▶ _Arbeitsaufträge_
**a)** Beantworten Sie anhand des Textes zur Scharia-Debatte die folgenden Fragen:
(i) Welche Flagge weht seit dem Amtsantritt von Gordon Brown über Whitehall?
(ii) Wie viele Scharia-Gerichte operieren dem Text zufolge derzeit ungefähr im Land?
(iii) Wie viele Rechtsschulen gibt es im sunnitischen Islam grundsätzlich?
**b)** Geben Sie den Abschnitt des Textes zur Scharia-Debatte zwischen „Seit Gordon Brown“ und „wollen keine Scharia.“ einschließlich wortgetreu wieder.

▶ _Quellentext_

Seit Gordon Brown britischer Premierminister wurde, weht der Union Jack über Whitehall. Die Ministerien wurden angehalten, rund ums Jahr die Flagge zu hissen. Die patriotische Geste sollte zu dem neuen Gefühl von «Britishness» verhelfen, von dem Gordon Brown seit längerem spricht. Doch was ist Britishness? Die Frage wird in Debatten über kulturelle und nationale Identität im Vereinigten Königreich wieder und wieder gestellt. Ohne dass man sich einigen konnte auf einen kleinsten gemeinsamen Nenner, der die Nation zusammenhält. Seit aber der Erzbischof von Canterbury, Rowan Williams, letzte Woche ein politisches Minenfeld betrat, wird zumindest eines klar: Wir wollen keine Scharia.
Das geistliche Oberhaupt der englischen Staatskirche hatte in einer Rede vor Juristen und in einem Interview mit der BBC angeregt, dass in Grossbritannien Elemente des muslimischen Scharia-Rechts vor allem bei Familien- und Finanzdisputen anerkannt werden sollten. Die Rede provozierte eine Koalition zwischen Kräften, die man bisher als wenig kompatibel betrachtet hatte. Labour, Konservative und Liberaldemokraten waren sich einig und mit ihnen die Vertreter der verschiedenen Minoritäten und Glaubensgemeinschaften: Das Land hat eine Gesetzgebung, und die gilt für alle.
Eine «Hinterzimmer-Justiz»
Diese Ansicht wird auch in weiten Teilen der muslimischen Gemeinde vertreten, so vom Muslim Council of Britain. Indes räumt die grösste Dachorganisation muslimischer Verbände ein, man wünsche Gleichbehandlung mit andern Glaubensgemeinschaften, vor allem mit der jüdischen. Deren Beth Din regeln zivile und kommerzielle Zwiste, sind aber dem britischen Gesetz unterstellt. Tatsächlich operieren in Grossbritannien derzeit auch ungefähr 30 Scharia-Gerichte, und die Zahl der Muslime, die ihre Dienste in Anspruch nehmen, wächst. Sie sind indes nicht im britischen Recht verankert, also technisch unzulässig, und ihre Beschlüsse gelten nur so lange, als die Betroffenen sie akzeptieren.
Liberale muslimische Gruppierungen warnen vor einer Etablierung solcher Gerichte. Haras Rafiq vom Sufi Muslim Council, der sich unter anderem mit einem Online-Portal gegen die Radikalisierung von jugendlichen Muslimen engagiert, sorgt sich um eine drohende «Hinterzimmer-Justiz». Man könne diese Gremien nicht mit den jüdischen Beth Din vergleichen. «Die Juden sind seit 300 Jahren in diesem Land, und ihre Richter sind Experten in britischem Recht. Viele Scharia-Richter aber haben keine Ahnung von der hiesigen Justiz.» Fraglich sei, welche Auslegung der Fiqh, der muslimischen Gesetzgebung, angewendet werde. Es gibt im sunnitischen Islam grundsätzlich vier Rechtsschulen und innerhalb dieser zahlreiche Auslegungen; gerade darin liegt, laut Irfan Al Alawi, dem Internationalen Direktor vom Centre for Islamic Pluralism, die Gefahr für den Zusammenhalt der Gemeinde. Es sei nämlich keineswegs garantiert, dass die Richter sich in allen vier Schulen auskennen. «Die Einführung von Scharia-Gerichten in Grossbritannien würde ein Chaos unter den Muslimen anrichten», sagt er. «Die Leute kommen aus ganz unterschiedlichen Ländern und Kulturen mit unterschiedlichen Rechtsprechungen - welche soll denn nun gelten?» Scharia-Gerichte, so glaubt er, würden die Ungleichheit unter den Muslimen fördern und der Willkür Tür und Tor öffnen. «Und an wen appellieren etwa Frauen, die sich in einem Scheidungsverfahren ungerecht behandelt fühlen?»

[Daten aus einer Datenquelle]
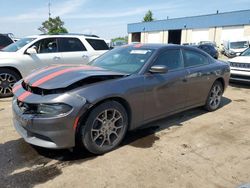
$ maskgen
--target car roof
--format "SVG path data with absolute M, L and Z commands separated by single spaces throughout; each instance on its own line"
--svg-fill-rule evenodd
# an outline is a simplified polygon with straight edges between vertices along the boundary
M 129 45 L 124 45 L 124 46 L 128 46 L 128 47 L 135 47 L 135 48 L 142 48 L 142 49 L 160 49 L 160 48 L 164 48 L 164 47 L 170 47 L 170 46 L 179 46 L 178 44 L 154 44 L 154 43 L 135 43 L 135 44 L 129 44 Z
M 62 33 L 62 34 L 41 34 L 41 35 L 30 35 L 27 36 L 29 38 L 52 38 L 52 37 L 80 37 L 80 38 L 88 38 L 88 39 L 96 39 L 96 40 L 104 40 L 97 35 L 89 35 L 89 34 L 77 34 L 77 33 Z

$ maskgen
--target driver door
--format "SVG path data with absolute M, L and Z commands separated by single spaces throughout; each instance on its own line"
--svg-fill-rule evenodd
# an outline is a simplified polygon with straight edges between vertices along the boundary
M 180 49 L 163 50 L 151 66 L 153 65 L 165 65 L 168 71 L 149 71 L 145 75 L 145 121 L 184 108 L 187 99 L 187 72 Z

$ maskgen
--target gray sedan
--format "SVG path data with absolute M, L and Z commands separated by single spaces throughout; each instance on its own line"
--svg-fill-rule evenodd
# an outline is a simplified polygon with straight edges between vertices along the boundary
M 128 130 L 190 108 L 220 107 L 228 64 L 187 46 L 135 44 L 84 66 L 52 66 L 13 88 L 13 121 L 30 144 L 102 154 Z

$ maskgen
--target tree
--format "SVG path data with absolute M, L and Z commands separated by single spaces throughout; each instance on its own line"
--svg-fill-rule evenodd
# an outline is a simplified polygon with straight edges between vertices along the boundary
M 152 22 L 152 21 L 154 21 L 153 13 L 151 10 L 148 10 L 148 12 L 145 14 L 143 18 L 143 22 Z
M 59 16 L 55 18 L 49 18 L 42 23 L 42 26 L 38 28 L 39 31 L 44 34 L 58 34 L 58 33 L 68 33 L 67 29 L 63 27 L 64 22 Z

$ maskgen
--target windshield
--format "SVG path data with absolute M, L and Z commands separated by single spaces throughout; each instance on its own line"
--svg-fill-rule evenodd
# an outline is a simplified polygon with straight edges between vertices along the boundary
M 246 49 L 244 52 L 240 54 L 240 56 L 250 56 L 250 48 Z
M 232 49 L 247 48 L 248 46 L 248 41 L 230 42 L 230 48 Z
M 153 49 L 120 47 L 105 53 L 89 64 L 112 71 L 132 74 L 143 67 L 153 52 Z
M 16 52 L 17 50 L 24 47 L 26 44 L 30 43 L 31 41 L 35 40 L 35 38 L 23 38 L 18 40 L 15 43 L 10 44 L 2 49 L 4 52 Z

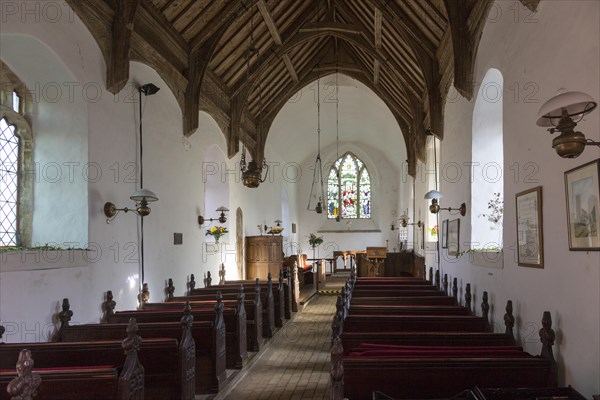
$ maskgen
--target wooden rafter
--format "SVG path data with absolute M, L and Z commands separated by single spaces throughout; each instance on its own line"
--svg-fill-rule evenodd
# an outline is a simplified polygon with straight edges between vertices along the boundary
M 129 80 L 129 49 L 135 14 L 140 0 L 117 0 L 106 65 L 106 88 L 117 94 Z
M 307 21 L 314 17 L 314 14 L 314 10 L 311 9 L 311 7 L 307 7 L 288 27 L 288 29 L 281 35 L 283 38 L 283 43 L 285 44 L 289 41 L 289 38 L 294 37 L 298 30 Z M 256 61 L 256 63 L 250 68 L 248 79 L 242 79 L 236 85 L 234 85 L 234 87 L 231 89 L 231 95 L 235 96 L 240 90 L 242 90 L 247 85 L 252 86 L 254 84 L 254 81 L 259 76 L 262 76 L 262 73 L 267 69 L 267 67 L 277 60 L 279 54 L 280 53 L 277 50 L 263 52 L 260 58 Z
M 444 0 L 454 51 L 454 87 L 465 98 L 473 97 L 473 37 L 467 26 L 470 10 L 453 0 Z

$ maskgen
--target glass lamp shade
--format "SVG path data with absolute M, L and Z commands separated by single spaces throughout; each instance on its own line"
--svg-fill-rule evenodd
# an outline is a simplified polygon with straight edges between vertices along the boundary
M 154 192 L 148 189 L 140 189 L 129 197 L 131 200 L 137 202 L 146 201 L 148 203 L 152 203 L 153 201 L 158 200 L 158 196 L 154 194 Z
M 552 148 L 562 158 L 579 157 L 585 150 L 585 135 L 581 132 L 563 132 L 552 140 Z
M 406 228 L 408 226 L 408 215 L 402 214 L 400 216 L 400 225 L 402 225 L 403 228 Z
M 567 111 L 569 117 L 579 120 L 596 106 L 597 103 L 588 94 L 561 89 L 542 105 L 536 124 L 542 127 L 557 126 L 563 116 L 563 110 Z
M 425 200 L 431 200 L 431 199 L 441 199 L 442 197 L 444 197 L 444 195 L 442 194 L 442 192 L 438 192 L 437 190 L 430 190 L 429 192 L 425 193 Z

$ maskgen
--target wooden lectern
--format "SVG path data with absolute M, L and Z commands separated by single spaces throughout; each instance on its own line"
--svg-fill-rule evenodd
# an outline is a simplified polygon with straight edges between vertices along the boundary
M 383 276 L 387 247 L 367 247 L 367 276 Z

--

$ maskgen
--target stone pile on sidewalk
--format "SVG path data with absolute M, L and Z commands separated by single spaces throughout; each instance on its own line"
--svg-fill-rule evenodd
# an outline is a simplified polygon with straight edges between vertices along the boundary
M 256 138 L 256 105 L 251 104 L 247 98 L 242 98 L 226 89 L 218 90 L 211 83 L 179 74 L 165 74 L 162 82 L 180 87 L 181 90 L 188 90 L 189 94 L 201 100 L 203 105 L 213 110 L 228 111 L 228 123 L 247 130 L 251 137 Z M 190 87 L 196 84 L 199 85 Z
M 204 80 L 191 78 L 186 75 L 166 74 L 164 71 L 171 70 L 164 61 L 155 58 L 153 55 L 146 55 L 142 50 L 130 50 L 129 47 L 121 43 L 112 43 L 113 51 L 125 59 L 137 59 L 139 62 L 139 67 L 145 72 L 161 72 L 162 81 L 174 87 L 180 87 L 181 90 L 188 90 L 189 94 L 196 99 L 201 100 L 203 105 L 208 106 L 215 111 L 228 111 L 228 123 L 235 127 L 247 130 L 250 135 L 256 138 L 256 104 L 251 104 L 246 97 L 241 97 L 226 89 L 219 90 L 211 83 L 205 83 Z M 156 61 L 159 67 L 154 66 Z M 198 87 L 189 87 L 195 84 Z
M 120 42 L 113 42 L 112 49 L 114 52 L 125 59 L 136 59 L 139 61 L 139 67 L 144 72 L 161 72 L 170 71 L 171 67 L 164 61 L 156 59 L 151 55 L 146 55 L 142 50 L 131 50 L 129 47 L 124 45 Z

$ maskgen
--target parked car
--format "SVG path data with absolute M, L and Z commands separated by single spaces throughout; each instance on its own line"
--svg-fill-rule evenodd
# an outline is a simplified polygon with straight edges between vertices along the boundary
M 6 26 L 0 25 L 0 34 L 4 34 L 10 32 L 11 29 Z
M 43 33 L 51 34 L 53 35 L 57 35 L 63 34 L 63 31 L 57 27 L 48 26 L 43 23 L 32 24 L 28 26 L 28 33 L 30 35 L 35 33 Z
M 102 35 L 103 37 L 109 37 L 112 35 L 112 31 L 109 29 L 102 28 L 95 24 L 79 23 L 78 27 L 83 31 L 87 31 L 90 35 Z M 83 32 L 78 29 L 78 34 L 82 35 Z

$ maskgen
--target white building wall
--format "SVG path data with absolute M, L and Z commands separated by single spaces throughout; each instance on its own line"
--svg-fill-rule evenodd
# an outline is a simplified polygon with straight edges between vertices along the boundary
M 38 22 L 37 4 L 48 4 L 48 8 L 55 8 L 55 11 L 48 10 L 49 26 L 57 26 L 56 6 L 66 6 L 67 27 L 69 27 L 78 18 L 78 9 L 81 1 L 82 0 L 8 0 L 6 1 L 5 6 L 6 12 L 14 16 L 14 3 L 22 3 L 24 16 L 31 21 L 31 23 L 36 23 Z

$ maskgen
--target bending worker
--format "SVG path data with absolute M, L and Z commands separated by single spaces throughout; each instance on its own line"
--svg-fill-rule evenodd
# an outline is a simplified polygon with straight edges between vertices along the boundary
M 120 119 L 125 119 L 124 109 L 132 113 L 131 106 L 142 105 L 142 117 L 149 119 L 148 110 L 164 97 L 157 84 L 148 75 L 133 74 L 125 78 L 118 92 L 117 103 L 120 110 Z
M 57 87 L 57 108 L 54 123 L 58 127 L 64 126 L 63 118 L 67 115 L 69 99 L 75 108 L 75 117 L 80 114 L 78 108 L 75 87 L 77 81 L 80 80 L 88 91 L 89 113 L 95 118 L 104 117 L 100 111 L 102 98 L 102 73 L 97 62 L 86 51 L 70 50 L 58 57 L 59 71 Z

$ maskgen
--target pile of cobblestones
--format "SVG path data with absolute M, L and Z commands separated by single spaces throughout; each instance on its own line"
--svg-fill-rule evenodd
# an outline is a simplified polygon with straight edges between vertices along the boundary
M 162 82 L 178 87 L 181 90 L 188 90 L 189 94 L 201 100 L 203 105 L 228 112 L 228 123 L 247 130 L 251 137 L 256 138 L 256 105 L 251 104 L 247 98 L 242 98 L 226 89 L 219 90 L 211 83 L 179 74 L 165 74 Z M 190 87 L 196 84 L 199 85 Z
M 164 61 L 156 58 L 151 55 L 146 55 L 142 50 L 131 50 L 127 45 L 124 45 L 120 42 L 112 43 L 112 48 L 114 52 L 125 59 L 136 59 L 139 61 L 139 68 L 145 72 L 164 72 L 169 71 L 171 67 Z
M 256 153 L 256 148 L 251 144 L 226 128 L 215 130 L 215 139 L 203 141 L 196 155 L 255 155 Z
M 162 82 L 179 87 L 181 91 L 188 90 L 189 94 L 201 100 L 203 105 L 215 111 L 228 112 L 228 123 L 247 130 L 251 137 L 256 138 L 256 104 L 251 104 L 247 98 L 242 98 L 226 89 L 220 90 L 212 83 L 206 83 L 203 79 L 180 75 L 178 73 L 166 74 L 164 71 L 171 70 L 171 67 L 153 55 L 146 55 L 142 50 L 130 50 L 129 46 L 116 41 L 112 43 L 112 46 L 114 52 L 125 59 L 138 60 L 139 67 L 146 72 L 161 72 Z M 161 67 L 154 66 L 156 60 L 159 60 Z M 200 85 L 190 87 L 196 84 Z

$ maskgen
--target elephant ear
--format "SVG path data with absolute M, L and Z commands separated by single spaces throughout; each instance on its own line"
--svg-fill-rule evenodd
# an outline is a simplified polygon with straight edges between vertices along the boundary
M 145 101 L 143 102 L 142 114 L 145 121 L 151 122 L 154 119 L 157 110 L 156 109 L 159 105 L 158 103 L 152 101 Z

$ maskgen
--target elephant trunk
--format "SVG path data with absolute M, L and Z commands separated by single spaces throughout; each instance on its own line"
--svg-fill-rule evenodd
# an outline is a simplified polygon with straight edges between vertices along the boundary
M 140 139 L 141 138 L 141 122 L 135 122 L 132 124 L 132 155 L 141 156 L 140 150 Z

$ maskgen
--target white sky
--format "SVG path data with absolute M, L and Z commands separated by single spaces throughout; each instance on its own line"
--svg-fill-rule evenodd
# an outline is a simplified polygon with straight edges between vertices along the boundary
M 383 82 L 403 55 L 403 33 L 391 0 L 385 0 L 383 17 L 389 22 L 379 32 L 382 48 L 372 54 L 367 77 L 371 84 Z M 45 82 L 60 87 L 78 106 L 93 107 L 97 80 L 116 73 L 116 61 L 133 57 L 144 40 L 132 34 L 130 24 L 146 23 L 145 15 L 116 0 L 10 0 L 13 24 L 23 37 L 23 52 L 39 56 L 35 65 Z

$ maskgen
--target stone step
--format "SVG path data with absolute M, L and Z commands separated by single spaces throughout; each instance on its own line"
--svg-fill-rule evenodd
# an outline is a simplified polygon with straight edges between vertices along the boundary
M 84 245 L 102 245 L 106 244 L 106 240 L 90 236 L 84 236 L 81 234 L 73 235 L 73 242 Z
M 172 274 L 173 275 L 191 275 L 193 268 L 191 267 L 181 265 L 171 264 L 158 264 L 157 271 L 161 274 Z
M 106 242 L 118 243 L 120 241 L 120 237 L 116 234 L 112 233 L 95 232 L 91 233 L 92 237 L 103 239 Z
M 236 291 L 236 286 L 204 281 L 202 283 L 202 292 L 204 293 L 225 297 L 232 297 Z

▶ _Lösungen_
**a)**
(i) Der Union Jack.
(ii) Ungefähr 30.
(iii) Vier.

**b)**
Seit Gordon Brown britischer Premierminister wurde, weht der Union Jack über Whitehall. Die Ministerien wurden angehalten, rund ums Jahr die Flagge zu hissen. Die patriotische Geste sollte zu dem neuen Gefühl von «Britishness» verhelfen, von dem Gordon Brown seit längerem spricht. Doch was ist Britishness? Die Frage wird in Debatten über kulturelle und nationale Identität im Vereinigten Königreich wieder und wieder gestellt. Ohne dass man sich einigen konnte auf einen kleinsten gemeinsamen Nenner, der die Nation zusammenhält. Seit aber der Erzbischof von Canterbury, Rowan Williams, letzte Woche ein politisches Minenfeld betrat, wird zumindest eines klar: Wir wollen keine Scharia.